#### [DOCUMENT PASSAGE]

This tells you which keys are duplicated and how many times. Run it once against your production data snapshot. You might find 3 duplicates. You might find 3,000. That scope changes which fix makes sense.

Fix 1 — Merge Function (Most Common Fix)

Pass a third argument to toMap() — the merge function — to define what happens when two elements share a key.

Keep the last one (most common intent)

Map<Long, User> userMap = users.stream()
    .collect(Collectors.toMap(
        User::getId,
        u -> u,
        (existing, replacement) -> replacement  // last one wins
    ));

Keep the first one

Map<Long, User> userMap = users.stream()
    .collect(Collectors.toMap(
        User::getId,
        u -> u,
        (existing, replacement) -> existing  // first one wins
    ));

Merge values when duplicates are intentional

// Example: sum scores for the same userId
Map<Long, Integer> scoreMap = records.stream()
    .collect(Collectors.toMap(
        Record::getUserId,
        Record::getScore,
        Integer::sum
    ));

Pick whichever strategy matches your business requirement. "Last one wins" is fine when you're building a lookup table and the duplicates are a data quality problem. When duplicates carry meaningful data — two transactions for the same order, say — you need a real merge.

Fix 2 — Collect to a List of Values Instead

Sometimes you actually need all the values per key, not just one. Don't reach for toMap() here — use groupingBy():

// Map<userId, List<User>>
Map<Long, List<User>> grouped = users.stream()
    .collect(Collectors.groupingBy(User::getId));

// Map<userId, count>
Map<Long, Long> counts = users.stream()
    .collect(Collectors.groupingBy(User::getId, Collectors.counting()));

Classic use case: mapping an order ID to its line items. The duplicates aren't a bug — they're the data model. groupingBy() is built exactly for this.

Fix 3 — Deduplicate with Logging

When duplicates are bad data and you want to stay alive and leave a paper trail:

Map<Long, User> userMap = users.stream()
    .collect(Collectors.collectingAndThen(
        Collectors.toMap(
            User::getId,
            u -> u,
            (a, b) -> {
                log.warn("Duplicate user id {}, dropping: {}", a.getId(), b);
                return a;
            }
        ),
        Collections::unmodifiableMap
    ));

The service keeps running. The warning log gives whoever owns the data quality issue something concrete to act on — an ID, a count, a timestamp.

Fix 4 — Specify the Map Implementation

A fourth argument lets you control the output map type. Handy when order matters:

Map<Long, User> userMap = users.stream()

#### [WRITTEN REQUEST]
Continue the guide on handling duplicate keys with Java's toMap() from the point where it stops.

#### [PROVIDED MATERIAL]

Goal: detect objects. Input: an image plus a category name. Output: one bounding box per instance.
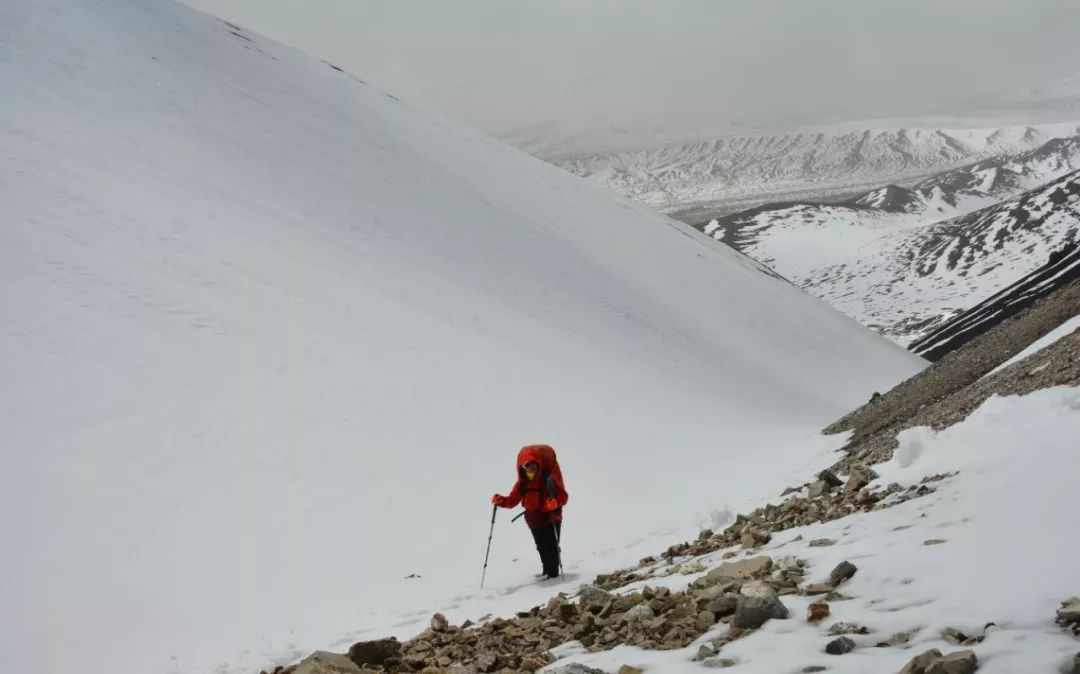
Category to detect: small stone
[550,662,606,674]
[825,636,855,656]
[578,585,611,606]
[742,531,772,550]
[843,463,878,494]
[431,614,450,632]
[828,622,870,636]
[705,592,739,618]
[828,561,859,588]
[802,583,833,596]
[1062,652,1080,674]
[731,596,788,630]
[739,580,777,597]
[349,637,402,665]
[900,648,942,674]
[623,604,657,622]
[521,656,548,672]
[701,658,737,670]
[293,650,361,674]
[693,610,716,632]
[900,648,978,674]
[942,628,968,645]
[693,555,772,588]
[927,650,978,674]
[1057,597,1080,625]
[807,602,828,622]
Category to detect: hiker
[491,445,569,578]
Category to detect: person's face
[522,461,540,480]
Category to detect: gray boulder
[349,637,402,665]
[828,561,859,588]
[825,636,855,656]
[731,596,788,630]
[293,650,360,674]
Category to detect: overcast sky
[186,0,1080,154]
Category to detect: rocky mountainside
[274,258,1080,674]
[702,135,1080,343]
[912,239,1080,361]
[555,123,1078,218]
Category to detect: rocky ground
[263,283,1080,674]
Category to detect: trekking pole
[551,522,566,576]
[480,506,499,589]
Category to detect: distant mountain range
[701,135,1080,343]
[553,122,1080,218]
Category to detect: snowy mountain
[555,123,1080,216]
[703,136,1080,342]
[0,0,924,674]
[912,238,1080,361]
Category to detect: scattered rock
[551,662,607,674]
[578,585,611,606]
[818,470,843,487]
[739,580,777,597]
[693,644,717,662]
[694,555,772,588]
[623,604,657,622]
[825,636,855,656]
[828,622,870,636]
[293,650,361,674]
[875,628,919,648]
[701,658,738,670]
[742,531,772,550]
[802,583,833,596]
[731,596,788,630]
[807,602,828,622]
[431,614,450,632]
[1057,597,1080,636]
[705,592,739,618]
[1061,652,1080,674]
[900,648,978,674]
[349,637,402,665]
[828,561,859,587]
[843,463,878,494]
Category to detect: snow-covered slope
[703,136,1080,342]
[555,123,1078,216]
[0,0,922,674]
[912,237,1080,361]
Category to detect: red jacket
[500,445,570,529]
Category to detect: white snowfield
[0,0,923,674]
[556,387,1080,674]
[704,160,1080,343]
[553,121,1077,214]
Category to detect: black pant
[531,522,563,578]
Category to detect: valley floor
[263,284,1080,674]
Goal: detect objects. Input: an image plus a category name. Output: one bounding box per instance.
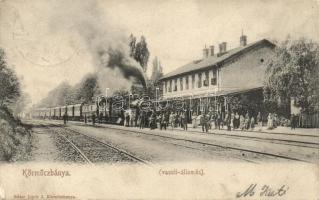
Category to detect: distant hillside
[0,107,31,161]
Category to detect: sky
[0,0,319,103]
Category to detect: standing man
[63,113,67,125]
[181,111,188,131]
[92,113,95,125]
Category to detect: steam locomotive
[31,95,158,123]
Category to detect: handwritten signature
[236,183,289,198]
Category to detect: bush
[0,107,31,161]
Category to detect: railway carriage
[60,106,70,117]
[82,103,97,121]
[43,108,50,119]
[69,104,82,121]
[53,107,62,119]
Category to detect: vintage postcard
[0,0,319,200]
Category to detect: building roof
[160,39,275,80]
[159,86,263,101]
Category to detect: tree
[264,38,319,113]
[134,36,150,72]
[151,56,163,83]
[129,34,136,57]
[0,48,21,106]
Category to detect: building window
[204,71,209,87]
[197,73,202,88]
[185,76,188,90]
[164,81,167,93]
[210,69,217,85]
[173,79,177,92]
[179,77,183,91]
[192,74,195,89]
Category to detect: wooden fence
[300,113,319,128]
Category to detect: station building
[160,35,275,113]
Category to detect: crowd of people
[122,110,296,132]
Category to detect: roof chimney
[219,42,227,54]
[218,43,224,54]
[210,45,215,56]
[240,31,247,47]
[203,45,209,58]
[222,42,227,53]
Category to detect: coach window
[179,77,183,91]
[210,69,217,85]
[204,71,209,87]
[174,78,177,92]
[192,74,195,89]
[185,75,188,90]
[197,73,202,88]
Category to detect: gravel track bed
[54,128,136,163]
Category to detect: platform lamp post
[155,87,159,111]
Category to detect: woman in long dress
[239,115,245,131]
[267,113,273,129]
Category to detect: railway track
[42,125,151,165]
[30,120,319,163]
[87,127,316,163]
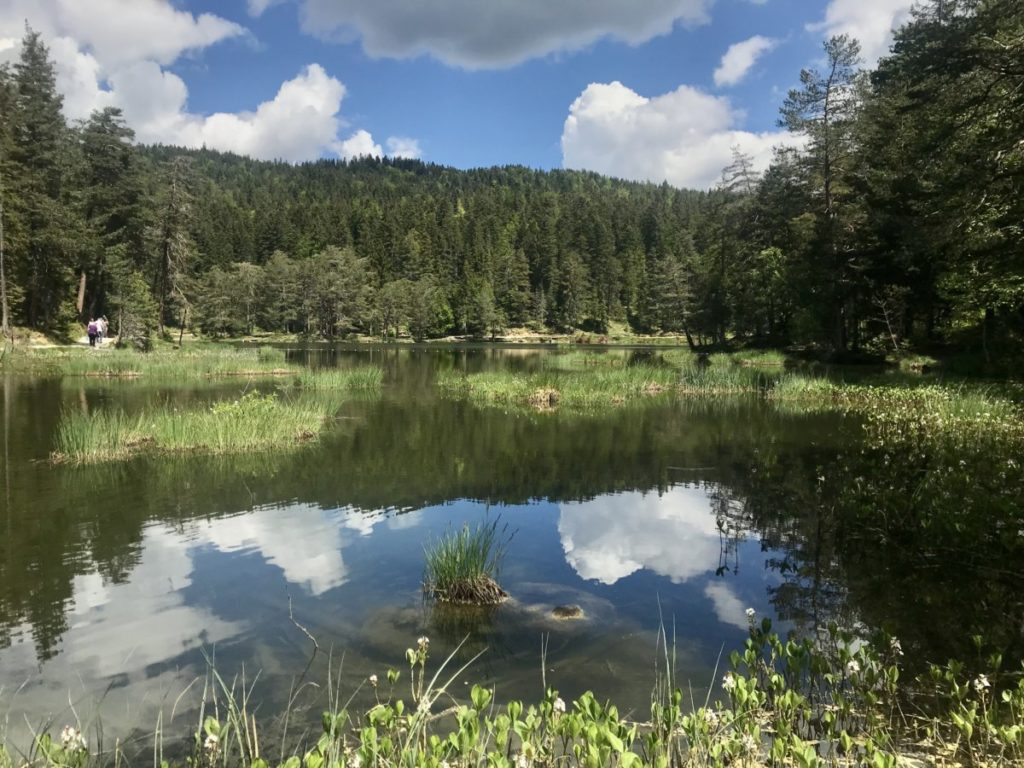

#### [RESPONSE]
    .collect(Collectors.toMap(
        User::getId,
        u -> u,
        (existing, replacement) -> replacement,
        LinkedHashMap::new  // preserves insertion order
    ));

Use LinkedHashMap::new for insertion order, TreeMap::new for sorted keys. Without this argument, you get a plain HashMap with no ordering guarantees.

Verify the Fix

After applying the merge function, write a test that deliberately feeds in duplicates:

@Test
void toMap_withDuplicates_shouldKeepLast() {
    List<User> users = List.of(
        new User(1L, "Alice"),
        new User(1L, "Alice-updated"),  // duplicate id
        new User(2L, "Bob")
    );

    Map<Long, User> result = users.stream()
        .collect(Collectors.toMap(
            User::getId,
            u -> u,
            (existing, replacement) -> replacement
        ));

    assertEquals(2, result.size());
    assertEquals("Alice-updated", result.get(1L).getName());
    assertEquals("Bob", result.get(2L).getName());
}

Also trace the duplicates upstream. If the data comes from a database query, check whether the SQL accidentally produces a cross-join or whether the repository layer is returning un-deduplicated rows.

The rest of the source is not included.